◆ **Exercise instructions**
In the interview below about Shaw's art and teaching, reproduce word for word the passage that begins at the words "The use of taxidermy" and stops after the words "use our products.".

The use of taxidermy fish in some of your work references still life, but you often bring these artworks to life using lights and neon. Why do you use these materials, and what kind of reactions do you hope they will provoke?
Illuminating something can be revealing and a way of showing vulnerability. Electrifying a lifeless fish, for example, can be seen as revolting and funny, especially as the light pieces are intended to also have a life as a functional domestic appliance.

Teaching at Colart

Alongside creating artwork for his personal practice, Shaw is also a great teacher and support for the arts. He has been working with Colart for a number of years teaching students through The Fine Art Collective and teaching subscribers to the Winsor & Newton masterclasses how to use our products.

You often teach people how to use our products in very specific ways – does that ever affect how you choose to create art?
I think it is great to be able to have lots of different techniques available to you. Even though most artists won’t use every technique and every medium, knowing what’s possible and available opens lots of creative doors.

How important is it for you to use the right tools and products to create your artwork?
Although lots of brilliant artists use cheap and everyday materials to make their work, it is still useful to have an understanding of what makes a high quality material or tool. It’s important to me that the materials I use are permanent, lightfast and archival.

Find out more about The Fine Art Collective on our Community page.


Our Community

Hospital Rooms

Last year, Shaw co-founded Hospital Rooms with curator Niamh White, a project introducing site-specific, museum quality artworks to mental health wards. During this project Shaw also ran workshops to teach service users how to make art.

Items from a data source

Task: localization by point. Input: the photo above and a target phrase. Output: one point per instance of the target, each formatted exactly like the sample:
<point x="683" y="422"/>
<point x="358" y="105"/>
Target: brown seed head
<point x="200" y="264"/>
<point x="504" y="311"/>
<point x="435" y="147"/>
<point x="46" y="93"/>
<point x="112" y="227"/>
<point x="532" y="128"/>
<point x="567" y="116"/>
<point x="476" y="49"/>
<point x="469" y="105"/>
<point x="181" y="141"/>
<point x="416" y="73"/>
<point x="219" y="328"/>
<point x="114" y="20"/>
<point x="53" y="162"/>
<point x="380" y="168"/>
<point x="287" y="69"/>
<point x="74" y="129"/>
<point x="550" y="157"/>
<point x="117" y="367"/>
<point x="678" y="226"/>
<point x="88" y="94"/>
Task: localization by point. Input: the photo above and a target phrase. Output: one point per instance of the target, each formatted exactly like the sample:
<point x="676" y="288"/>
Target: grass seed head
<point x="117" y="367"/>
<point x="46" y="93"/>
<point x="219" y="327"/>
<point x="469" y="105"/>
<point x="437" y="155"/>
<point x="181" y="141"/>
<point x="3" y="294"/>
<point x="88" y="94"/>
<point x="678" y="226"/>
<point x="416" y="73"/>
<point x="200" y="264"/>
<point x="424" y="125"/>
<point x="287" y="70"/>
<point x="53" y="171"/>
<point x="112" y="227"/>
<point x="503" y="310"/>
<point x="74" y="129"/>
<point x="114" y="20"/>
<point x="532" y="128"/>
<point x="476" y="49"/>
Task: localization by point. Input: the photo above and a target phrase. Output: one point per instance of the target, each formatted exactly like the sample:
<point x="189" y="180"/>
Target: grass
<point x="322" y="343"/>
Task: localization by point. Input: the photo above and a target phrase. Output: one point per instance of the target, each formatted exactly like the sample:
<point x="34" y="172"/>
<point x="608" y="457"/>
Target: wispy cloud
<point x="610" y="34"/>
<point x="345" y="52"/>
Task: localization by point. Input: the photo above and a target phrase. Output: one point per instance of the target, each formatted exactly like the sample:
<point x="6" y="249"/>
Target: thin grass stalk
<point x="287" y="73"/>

◆ **Answer for this exercise**
The use of taxidermy fish in some of your work references still life, but you often bring these artworks to life using lights and neon. Why do you use these materials, and what kind of reactions do you hope they will provoke?
Illuminating something can be revealing and a way of showing vulnerability. Electrifying a lifeless fish, for example, can be seen as revolting and funny, especially as the light pieces are intended to also have a life as a functional domestic appliance.

Teaching at Colart

Alongside creating artwork for his personal practice, Shaw is also a great teacher and support for the arts. He has been working with Colart for a number of years teaching students through The Fine Art Collective and teaching subscribers to the Winsor & Newton masterclasses how to use our products.